→ Dataset entries:

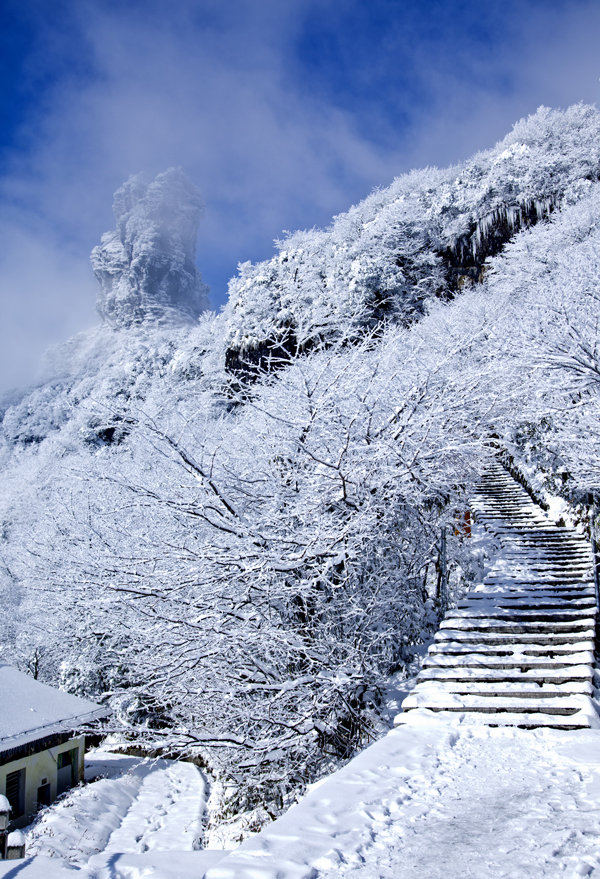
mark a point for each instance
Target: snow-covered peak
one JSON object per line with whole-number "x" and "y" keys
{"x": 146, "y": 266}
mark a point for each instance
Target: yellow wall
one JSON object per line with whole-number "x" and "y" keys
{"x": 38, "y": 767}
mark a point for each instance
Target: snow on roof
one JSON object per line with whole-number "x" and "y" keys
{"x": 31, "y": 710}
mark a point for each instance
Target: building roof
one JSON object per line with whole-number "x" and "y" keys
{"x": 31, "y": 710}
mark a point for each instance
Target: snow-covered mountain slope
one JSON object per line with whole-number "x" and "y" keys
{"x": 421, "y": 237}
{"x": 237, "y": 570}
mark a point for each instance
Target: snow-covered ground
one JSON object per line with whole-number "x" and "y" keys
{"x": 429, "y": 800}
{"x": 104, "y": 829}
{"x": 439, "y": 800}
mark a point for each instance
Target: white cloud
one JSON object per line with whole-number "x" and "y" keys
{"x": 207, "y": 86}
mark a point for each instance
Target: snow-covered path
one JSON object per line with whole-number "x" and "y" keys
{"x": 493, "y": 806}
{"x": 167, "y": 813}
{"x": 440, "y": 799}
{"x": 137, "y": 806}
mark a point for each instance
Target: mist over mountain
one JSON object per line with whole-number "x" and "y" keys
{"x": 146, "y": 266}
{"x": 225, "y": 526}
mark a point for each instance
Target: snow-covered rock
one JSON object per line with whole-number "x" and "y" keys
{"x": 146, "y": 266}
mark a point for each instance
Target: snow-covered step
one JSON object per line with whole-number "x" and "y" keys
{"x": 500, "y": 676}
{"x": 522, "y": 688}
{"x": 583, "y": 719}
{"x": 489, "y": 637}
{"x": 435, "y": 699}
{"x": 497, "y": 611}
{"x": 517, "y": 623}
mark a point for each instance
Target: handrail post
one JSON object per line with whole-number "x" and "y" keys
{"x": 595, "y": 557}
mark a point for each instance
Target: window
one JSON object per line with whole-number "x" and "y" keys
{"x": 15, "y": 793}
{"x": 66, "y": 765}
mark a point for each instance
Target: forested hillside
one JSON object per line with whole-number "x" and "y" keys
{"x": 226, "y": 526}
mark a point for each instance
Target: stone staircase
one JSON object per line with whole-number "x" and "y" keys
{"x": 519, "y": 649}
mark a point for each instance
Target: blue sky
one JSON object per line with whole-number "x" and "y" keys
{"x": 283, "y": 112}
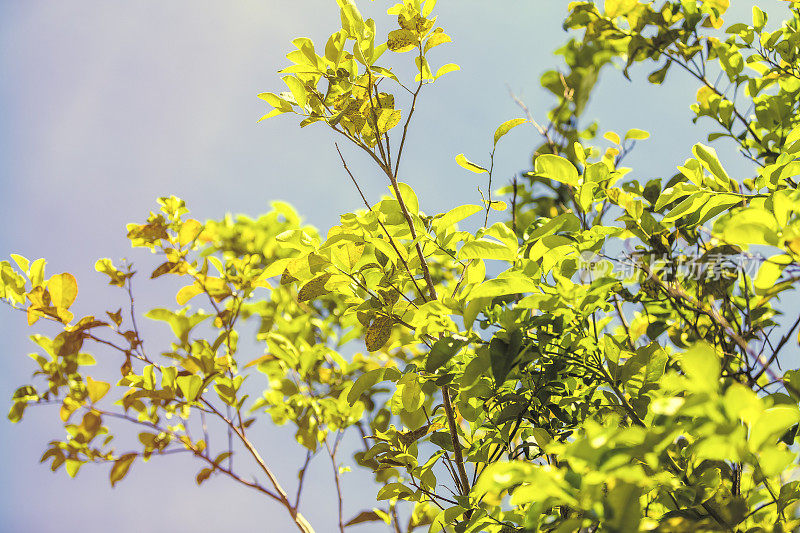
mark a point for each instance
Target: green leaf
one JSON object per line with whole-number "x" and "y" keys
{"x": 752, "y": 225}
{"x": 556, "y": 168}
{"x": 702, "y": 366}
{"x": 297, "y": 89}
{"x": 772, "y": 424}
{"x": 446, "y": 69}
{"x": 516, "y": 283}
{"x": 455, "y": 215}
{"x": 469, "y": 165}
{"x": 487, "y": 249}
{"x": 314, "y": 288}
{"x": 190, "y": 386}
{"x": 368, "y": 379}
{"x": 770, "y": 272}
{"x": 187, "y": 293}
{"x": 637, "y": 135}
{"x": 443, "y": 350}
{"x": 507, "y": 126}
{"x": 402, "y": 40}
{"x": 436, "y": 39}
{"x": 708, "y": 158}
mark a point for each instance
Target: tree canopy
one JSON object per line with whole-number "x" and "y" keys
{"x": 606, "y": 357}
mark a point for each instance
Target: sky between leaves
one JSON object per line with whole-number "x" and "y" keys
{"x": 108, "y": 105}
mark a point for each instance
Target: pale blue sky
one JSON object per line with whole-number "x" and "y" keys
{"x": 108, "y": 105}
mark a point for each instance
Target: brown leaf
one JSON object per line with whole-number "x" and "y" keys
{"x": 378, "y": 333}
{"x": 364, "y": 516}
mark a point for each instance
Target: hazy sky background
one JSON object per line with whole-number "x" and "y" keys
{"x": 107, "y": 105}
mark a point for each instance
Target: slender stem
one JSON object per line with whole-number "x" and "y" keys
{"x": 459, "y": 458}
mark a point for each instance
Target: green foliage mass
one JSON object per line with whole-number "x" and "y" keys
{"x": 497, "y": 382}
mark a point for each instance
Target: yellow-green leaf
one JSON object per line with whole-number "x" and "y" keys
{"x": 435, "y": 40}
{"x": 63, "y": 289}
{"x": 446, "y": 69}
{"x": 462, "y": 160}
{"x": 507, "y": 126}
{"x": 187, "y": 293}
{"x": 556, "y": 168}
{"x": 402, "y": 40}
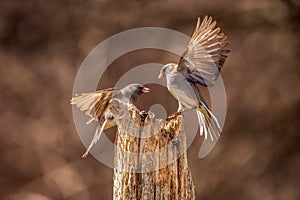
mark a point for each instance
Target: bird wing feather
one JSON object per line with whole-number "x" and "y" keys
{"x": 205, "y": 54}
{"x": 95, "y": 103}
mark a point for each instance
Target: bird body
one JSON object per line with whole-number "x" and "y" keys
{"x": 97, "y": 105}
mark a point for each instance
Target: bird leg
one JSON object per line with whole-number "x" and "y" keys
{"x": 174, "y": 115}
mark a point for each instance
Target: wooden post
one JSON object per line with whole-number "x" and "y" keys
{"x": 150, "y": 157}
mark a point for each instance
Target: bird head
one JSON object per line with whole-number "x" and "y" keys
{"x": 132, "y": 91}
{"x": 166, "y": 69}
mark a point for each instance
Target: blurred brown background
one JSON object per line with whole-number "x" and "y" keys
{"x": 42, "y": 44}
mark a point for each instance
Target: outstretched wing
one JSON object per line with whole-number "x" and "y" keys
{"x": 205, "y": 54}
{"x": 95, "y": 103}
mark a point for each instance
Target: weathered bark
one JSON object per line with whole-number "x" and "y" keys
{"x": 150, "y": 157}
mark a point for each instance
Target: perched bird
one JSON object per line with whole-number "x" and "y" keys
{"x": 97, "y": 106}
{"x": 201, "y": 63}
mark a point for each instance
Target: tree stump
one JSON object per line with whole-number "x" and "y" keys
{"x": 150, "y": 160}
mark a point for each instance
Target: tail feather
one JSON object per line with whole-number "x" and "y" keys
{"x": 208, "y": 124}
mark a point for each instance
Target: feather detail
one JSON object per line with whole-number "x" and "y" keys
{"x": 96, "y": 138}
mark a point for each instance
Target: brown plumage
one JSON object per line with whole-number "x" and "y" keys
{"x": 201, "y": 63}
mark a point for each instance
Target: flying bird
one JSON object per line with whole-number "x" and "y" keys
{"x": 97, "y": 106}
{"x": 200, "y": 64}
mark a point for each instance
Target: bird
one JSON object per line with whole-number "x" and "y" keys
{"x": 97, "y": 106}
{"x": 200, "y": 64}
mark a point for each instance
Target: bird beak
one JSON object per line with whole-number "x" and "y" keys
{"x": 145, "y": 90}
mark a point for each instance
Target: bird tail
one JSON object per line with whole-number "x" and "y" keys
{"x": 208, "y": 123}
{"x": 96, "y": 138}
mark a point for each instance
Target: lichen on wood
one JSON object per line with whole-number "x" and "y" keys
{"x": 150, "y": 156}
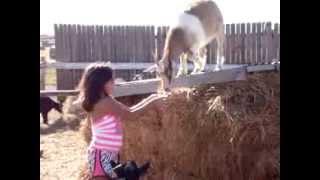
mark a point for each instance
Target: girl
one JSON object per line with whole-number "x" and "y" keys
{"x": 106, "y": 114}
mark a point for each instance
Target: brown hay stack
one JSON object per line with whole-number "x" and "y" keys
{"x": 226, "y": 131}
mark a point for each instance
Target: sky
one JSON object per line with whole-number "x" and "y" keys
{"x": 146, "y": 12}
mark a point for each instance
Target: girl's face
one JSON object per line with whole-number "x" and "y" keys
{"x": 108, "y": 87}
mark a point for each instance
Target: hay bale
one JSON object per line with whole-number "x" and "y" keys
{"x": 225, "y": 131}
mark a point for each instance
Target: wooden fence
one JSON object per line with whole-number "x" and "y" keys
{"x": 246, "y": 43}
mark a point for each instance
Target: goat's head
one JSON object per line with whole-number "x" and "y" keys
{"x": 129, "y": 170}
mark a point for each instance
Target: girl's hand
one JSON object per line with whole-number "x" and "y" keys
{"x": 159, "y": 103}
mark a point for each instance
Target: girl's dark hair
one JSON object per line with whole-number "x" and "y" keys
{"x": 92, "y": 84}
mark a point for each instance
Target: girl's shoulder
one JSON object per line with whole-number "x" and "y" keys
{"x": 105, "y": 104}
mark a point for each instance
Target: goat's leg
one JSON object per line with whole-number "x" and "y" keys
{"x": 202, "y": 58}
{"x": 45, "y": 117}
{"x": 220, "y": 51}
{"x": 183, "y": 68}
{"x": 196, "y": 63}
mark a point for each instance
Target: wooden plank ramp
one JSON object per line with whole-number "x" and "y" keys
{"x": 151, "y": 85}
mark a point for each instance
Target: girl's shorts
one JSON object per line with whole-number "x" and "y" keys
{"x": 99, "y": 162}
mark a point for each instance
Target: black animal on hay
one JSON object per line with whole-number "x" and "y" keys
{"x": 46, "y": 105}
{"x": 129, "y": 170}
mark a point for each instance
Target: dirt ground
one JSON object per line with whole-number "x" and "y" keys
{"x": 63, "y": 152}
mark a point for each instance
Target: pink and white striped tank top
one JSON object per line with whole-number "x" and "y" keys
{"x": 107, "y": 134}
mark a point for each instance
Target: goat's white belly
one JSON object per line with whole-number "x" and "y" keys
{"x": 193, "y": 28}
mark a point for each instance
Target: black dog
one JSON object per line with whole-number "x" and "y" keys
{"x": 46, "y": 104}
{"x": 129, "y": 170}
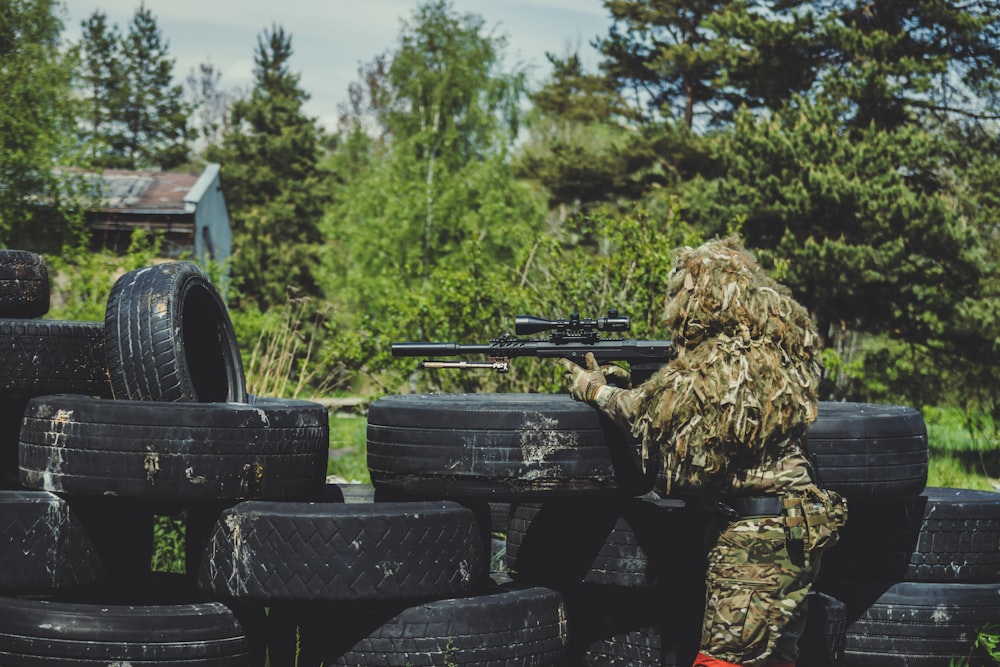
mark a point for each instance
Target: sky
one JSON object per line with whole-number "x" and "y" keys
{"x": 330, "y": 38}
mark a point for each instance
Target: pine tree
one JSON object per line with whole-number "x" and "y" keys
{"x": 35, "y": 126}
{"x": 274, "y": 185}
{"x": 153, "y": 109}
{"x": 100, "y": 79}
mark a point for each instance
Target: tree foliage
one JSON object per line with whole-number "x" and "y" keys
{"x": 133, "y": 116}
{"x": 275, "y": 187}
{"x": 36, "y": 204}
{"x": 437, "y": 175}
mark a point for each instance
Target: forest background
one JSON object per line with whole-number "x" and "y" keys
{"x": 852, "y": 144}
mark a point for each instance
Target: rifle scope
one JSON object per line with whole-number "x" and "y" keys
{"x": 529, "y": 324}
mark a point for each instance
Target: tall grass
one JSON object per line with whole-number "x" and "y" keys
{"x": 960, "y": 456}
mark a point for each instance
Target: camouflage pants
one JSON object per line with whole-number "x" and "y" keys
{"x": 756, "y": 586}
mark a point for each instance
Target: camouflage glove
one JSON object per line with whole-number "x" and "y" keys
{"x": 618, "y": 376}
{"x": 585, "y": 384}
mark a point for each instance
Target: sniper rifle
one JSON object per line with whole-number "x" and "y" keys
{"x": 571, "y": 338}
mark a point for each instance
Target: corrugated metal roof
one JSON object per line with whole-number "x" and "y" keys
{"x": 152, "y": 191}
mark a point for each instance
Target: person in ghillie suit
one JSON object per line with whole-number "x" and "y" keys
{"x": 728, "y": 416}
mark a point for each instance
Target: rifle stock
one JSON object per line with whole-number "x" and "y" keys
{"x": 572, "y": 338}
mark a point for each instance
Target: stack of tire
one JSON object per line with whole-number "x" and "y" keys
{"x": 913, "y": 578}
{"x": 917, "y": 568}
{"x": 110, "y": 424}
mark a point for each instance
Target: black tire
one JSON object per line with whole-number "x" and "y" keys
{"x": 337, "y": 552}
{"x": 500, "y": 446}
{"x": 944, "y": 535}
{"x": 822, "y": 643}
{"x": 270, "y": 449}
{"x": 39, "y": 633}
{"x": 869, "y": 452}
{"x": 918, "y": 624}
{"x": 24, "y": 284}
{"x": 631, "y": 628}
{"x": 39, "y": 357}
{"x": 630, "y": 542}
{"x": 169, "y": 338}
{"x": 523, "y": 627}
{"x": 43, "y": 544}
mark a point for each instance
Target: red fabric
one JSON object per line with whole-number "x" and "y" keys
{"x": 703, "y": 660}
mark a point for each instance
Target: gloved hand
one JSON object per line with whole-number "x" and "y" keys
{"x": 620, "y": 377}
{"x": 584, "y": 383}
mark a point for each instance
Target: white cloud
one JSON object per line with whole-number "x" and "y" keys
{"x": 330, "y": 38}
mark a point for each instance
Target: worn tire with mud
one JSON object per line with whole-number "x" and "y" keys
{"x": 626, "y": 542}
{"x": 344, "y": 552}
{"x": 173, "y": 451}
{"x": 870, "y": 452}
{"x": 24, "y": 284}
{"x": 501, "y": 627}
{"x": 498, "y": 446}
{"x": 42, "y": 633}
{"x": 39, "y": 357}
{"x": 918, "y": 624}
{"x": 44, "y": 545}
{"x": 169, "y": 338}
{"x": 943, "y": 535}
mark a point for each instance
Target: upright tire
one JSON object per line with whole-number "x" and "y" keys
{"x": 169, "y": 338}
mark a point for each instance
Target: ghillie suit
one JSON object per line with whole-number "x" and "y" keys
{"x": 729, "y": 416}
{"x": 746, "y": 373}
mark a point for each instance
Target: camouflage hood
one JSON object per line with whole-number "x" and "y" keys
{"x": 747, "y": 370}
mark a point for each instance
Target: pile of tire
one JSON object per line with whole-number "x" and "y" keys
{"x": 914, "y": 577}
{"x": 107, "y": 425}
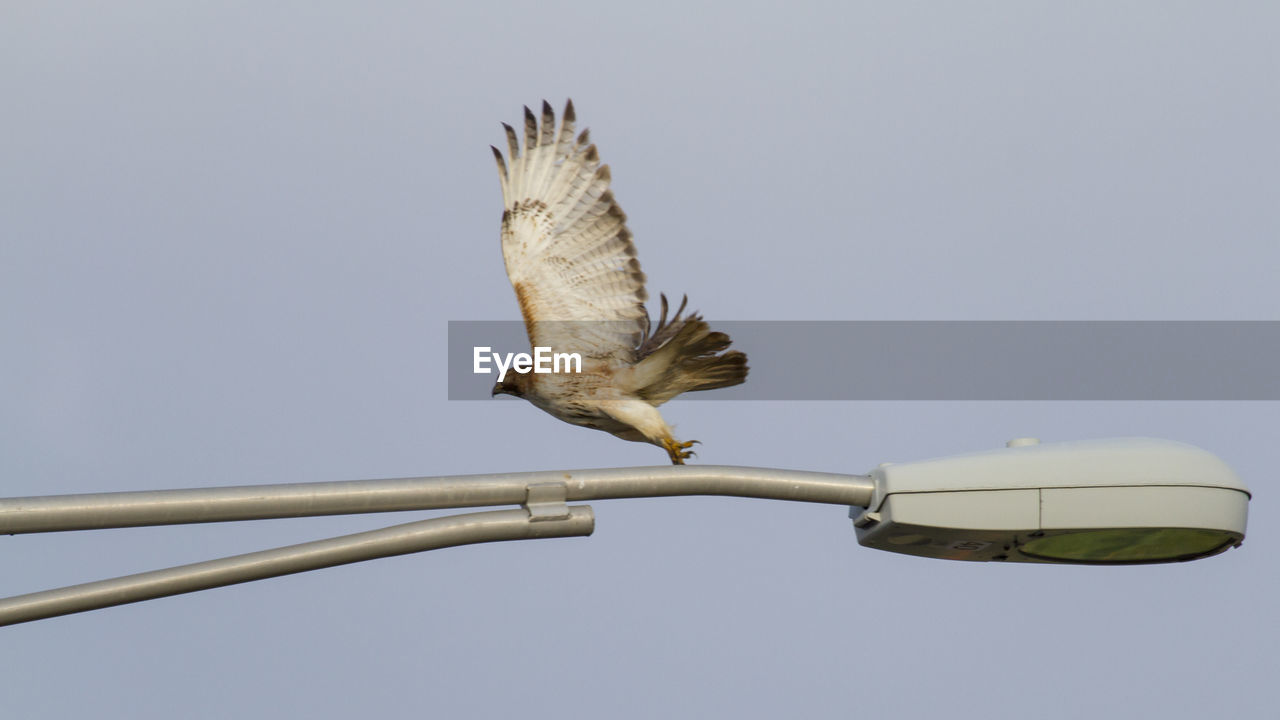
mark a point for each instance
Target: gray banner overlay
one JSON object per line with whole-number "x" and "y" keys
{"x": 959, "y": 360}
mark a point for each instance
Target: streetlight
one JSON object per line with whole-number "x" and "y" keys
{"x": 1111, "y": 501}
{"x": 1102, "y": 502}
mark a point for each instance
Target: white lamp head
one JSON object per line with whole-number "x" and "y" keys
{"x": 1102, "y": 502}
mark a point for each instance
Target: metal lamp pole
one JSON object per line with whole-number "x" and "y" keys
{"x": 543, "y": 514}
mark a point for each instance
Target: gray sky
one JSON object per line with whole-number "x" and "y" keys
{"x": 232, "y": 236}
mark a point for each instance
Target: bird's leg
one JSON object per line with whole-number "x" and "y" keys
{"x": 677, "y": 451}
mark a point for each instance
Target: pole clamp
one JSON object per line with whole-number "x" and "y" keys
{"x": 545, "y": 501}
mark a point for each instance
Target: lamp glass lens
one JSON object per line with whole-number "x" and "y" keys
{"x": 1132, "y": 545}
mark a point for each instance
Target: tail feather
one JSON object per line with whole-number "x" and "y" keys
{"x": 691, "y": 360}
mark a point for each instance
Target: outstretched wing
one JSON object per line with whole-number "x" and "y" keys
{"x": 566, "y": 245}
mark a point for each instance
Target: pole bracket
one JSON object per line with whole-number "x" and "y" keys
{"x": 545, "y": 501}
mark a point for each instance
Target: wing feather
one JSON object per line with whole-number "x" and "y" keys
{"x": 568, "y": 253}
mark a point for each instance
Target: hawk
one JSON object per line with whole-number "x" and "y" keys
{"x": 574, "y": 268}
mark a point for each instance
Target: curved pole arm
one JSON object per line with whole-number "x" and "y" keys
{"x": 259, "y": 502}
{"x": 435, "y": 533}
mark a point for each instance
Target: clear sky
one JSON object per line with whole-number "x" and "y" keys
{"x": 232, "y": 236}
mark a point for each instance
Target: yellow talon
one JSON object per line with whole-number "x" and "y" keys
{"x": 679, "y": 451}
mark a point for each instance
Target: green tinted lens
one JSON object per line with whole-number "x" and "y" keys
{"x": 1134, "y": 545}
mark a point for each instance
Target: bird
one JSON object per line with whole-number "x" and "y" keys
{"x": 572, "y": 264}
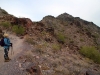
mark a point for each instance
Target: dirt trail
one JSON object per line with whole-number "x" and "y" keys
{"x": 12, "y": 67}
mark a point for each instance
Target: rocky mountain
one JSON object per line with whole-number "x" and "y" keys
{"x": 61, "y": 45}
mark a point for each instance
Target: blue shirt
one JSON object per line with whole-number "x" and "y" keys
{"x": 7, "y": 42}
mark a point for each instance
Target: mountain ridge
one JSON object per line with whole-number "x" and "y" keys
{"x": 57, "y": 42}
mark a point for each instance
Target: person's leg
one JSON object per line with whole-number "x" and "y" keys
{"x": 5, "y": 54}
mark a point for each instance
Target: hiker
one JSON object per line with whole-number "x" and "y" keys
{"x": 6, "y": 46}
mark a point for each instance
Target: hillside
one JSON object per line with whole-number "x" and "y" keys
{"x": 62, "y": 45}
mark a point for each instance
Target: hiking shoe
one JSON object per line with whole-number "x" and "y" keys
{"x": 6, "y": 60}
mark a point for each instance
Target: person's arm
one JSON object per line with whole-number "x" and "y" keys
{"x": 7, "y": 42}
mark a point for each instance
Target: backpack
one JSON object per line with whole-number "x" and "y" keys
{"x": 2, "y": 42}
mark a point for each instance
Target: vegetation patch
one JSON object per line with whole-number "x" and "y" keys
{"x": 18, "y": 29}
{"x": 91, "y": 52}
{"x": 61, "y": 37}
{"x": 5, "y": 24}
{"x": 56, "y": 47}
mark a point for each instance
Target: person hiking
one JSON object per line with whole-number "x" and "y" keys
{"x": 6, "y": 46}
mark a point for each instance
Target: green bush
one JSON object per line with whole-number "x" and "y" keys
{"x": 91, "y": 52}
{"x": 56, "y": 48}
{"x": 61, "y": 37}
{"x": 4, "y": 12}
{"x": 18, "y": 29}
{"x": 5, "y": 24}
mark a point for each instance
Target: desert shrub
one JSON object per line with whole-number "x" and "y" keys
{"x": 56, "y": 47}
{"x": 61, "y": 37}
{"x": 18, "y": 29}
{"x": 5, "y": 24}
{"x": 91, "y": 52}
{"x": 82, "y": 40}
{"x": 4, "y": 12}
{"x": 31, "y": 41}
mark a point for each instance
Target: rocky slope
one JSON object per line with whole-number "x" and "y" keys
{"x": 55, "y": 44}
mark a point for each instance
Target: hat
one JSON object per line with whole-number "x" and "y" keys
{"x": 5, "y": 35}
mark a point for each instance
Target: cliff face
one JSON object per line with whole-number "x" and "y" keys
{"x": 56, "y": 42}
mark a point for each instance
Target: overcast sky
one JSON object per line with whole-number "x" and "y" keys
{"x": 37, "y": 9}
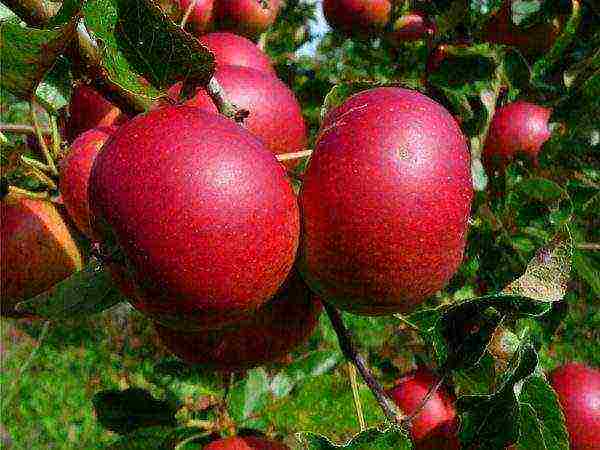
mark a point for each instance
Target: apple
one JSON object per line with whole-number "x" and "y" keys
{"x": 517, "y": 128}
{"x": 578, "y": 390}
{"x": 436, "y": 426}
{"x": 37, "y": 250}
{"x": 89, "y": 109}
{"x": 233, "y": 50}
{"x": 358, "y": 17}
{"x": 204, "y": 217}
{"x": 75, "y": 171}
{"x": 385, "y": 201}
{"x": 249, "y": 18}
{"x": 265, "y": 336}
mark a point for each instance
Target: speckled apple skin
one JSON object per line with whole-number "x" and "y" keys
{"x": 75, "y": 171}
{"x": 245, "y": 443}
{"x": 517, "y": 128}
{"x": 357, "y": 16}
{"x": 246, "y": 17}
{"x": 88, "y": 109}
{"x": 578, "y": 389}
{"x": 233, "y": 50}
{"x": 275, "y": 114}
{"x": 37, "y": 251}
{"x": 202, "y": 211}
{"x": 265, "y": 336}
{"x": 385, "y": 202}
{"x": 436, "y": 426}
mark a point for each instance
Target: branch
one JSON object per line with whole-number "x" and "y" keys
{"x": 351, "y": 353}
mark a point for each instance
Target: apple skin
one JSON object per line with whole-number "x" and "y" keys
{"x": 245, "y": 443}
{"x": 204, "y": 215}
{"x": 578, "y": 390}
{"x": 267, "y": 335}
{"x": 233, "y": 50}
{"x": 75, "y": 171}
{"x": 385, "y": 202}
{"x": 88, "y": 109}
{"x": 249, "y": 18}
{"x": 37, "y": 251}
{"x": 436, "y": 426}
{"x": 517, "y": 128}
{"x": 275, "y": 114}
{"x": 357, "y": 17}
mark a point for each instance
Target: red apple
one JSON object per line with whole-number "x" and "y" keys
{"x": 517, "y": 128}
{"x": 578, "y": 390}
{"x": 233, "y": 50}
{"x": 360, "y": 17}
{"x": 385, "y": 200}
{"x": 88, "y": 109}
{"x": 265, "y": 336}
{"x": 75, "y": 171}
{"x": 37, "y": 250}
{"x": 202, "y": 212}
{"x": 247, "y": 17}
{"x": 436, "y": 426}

→ Task prompt: How many lines in the rows above contain the string "skin"? Reply with the number only.

→ Worked answer: 2